__Задание__.
Пожалуйста, перечислите всех, о чьём рождении говорится в стихотворном отрывке ниже в строфах, которые заканчиваются вопросом «Свободы меньше нужно мне?».

О, небо, я узнать хотел бы,
За что ты мучаешь меня?
Какое зло тебе я сделал,
Впервые свет увидев дня!
Но, раз родился, понимаю,
В чем преступление мое:
Твой гнев моим грехом оправдан,
Грех величайший – бытие.
Тягчайшее из преступлений –
Родиться в мире. Это так.
Но я одно узнать хотел бы,
И не могу понять никак.
О, небо, если мы оставим
Вину рожденья в стороне,
Чем оскорбил тебя я больше,
Что кары больше нужно мне?
Не рождены ли все другие,
А, если рождены, тогда
Зачем даны им предпочтенья,
Которых я лишен всегда?
Родится птица, вся – как праздник,
Вся – красота и быстрый свет, –
И лишь блеснет, цветок перистый,
Или порхающий букет,
Она уж мчится в вольных сферах,
Вдруг пропадая в вышине:
А с духом более обширным,
Свободы меньше нужно мне?
Родится зверь, с пятнистым мехом,
Весь – разрисованный узор,
Как символ звезд, рожденный кистью,
Искусно меткой с давних пор, –
И дерзновенный, и жестокий,
Гонимый вражеской толпой,
Он познает, что беспощадность
Ему назначена судьбой,
И, как чудовище, мятется
Он в лабиринтной глубине:
А лучшему в своих инстинктах,
Свободы меньше нужно мне?
Родится рыба, что не дышет,
Отброс грязей и трав морских, –
И лишь чешуйчатой ладьею,
Волна в волнах, мелькнет средь них,
Уже кружиться начинает
Неутомимым челноком,
По всем стремится направленьям,
Безбрежность меряя кругом,
С той быстротой, что почерпает
Она в холодной глубине:
А с волей более свободной,
Свободы меньше нужно мне?
Ручей родится, извиваясь,
Блестя, как уж, среди цветов, –
И чуть серебряной змеею
Мелькнет по зелени лугов,
Как он напевом прославляет
В него спешащие взглянуть
Цветы и травы, меж которых
Лежит его свободный путь,
И весь живет в просторе пышном,
Слагая музыку весне:
А с жизнью более глубокой,
Свободы меньше нужно мне?
Такою страстью проникаясь,
И разгораясь, как вулкан,
Я разорвать хотел бы сердце,
Умерить смертью жгучесть ран.

__Данные__.
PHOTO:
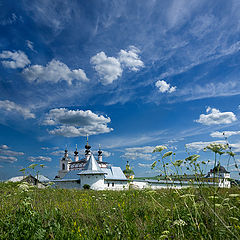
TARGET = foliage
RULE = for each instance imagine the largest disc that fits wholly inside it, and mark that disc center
(131, 214)
(86, 186)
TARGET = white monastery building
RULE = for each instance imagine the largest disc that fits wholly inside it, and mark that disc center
(99, 175)
(89, 173)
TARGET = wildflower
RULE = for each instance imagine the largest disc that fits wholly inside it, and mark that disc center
(167, 154)
(234, 195)
(216, 147)
(233, 219)
(178, 163)
(154, 164)
(32, 165)
(159, 148)
(24, 187)
(192, 158)
(179, 222)
(187, 195)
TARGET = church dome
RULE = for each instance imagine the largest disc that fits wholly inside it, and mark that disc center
(219, 169)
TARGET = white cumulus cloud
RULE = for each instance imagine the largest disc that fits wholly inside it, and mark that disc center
(4, 146)
(8, 159)
(11, 107)
(197, 146)
(144, 165)
(55, 71)
(111, 68)
(130, 59)
(108, 68)
(226, 134)
(165, 87)
(214, 116)
(17, 59)
(74, 123)
(139, 153)
(39, 159)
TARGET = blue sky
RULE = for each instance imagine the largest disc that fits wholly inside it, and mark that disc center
(131, 74)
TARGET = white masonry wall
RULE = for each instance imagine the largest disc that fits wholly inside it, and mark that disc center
(96, 182)
(67, 184)
(115, 185)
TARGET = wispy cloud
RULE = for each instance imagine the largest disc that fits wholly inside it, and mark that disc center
(8, 159)
(16, 59)
(143, 153)
(144, 165)
(223, 134)
(54, 72)
(164, 87)
(11, 107)
(74, 123)
(111, 68)
(197, 146)
(39, 159)
(214, 116)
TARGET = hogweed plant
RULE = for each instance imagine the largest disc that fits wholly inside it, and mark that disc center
(196, 203)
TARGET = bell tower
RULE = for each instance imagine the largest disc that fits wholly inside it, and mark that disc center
(64, 164)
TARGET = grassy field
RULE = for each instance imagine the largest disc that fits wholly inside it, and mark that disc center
(201, 213)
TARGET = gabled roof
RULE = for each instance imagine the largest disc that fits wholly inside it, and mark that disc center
(219, 169)
(114, 173)
(70, 176)
(42, 178)
(91, 167)
(16, 179)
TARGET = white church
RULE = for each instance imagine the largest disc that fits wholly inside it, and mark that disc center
(100, 175)
(89, 173)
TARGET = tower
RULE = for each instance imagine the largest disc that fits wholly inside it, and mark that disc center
(76, 157)
(99, 154)
(64, 164)
(87, 151)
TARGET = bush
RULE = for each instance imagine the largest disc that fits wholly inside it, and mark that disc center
(86, 186)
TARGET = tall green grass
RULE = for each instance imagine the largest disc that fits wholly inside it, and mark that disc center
(30, 213)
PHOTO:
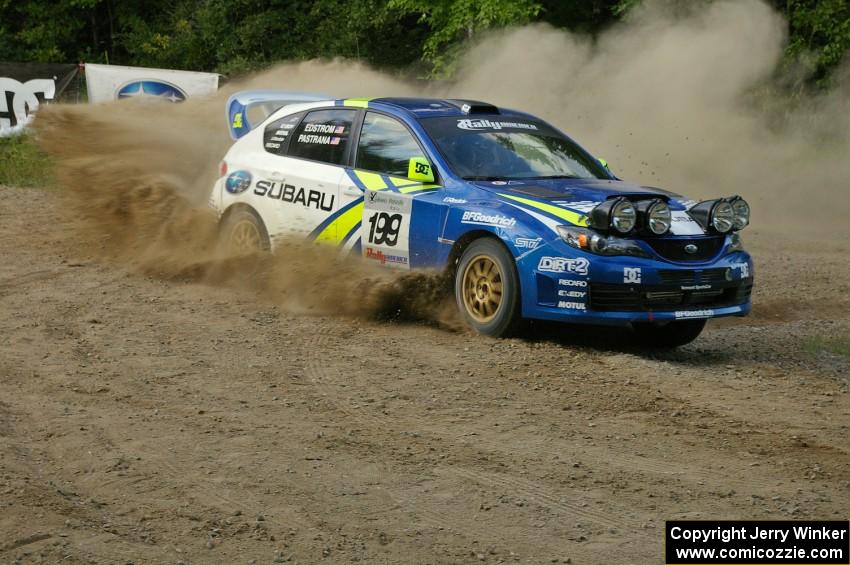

__Решение задания__.
Птица, зверь, рыба, ручей.